--- BEGIN EXERCISE INPUTS ---
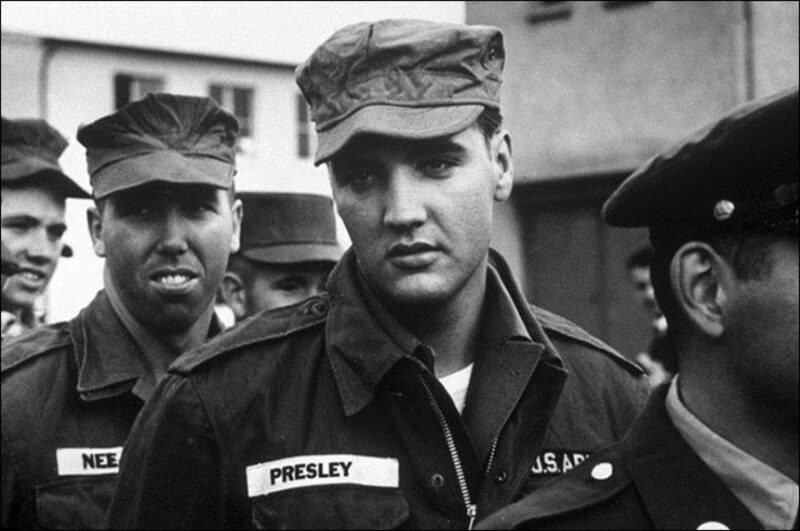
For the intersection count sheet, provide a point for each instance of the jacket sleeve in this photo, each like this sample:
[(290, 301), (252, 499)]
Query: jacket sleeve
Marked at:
[(170, 475)]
--- END EXERCISE INPUTS ---
OBJECTIVE
Reproduce every line of the listing above verbatim, omitting the pictures.

RESPONSE TO THIS EXERCISE
For the intersection count sheet, provide a point for each instance of the jacket sleeve in this photo, each like this sample:
[(290, 301), (252, 499)]
Query: jacket sleeve
Marked at:
[(170, 475)]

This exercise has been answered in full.